_PROVIDED PASSAGE_
◆ ◆ ◆

Author: Steve Cayzer -
This is the second part of a blog by Dr Steve Cayzer. You can read part 1 here.
In Person Time should be Social, Authentic and Simple
It’s fair to say that in person time was the area of teaching requiring most thought. The University had already thought through the Health and Safety environment. Students were in small groups, but at 2m distancing; with good ventilation, and the use of face coverings, the risk levels were low.
Over the semester I did meet a few issues and challenges:
How to keep focus
Energy levels are quite hard to maintain over a four-hour session (with a lunchbreak). Having many disparate activities meant students were being asked to ‘gear themselves up’ many times over the day. Over the semester, I moved to a model where the four hours contains at most two activities and for the second semester, most weeks are dedicated to a single topic.

◆ ◆ ◆

_RAW DATA_
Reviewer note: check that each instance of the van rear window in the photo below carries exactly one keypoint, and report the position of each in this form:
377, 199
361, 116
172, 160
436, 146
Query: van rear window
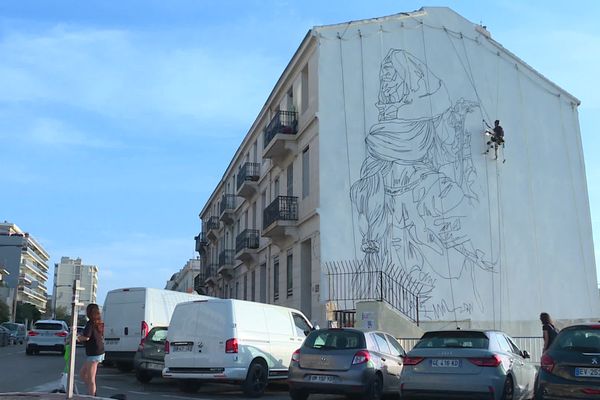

◆ ◆ ◆

_YOUR TASK_
Return the blog excerpt on in-person teaching time from the top of the page again, word for word and in full.

_ANSWER FOR THIS EXERCISE_
Author: Steve Cayzer -
This is the second part of a blog by Dr Steve Cayzer. You can read part 1 here.
In Person Time should be Social, Authentic and Simple
It’s fair to say that in person time was the area of teaching requiring most thought. The University had already thought through the Health and Safety environment. Students were in small groups, but at 2m distancing; with good ventilation, and the use of face coverings, the risk levels were low.
Over the semester I did meet a few issues and challenges:
How to keep focus
Energy levels are quite hard to maintain over a four-hour session (with a lunchbreak). Having many disparate activities meant students were being asked to ‘gear themselves up’ many times over the day. Over the semester, I moved to a model where the four hours contains at most two activities and for the second semester, most weeks are dedicated to a single topic.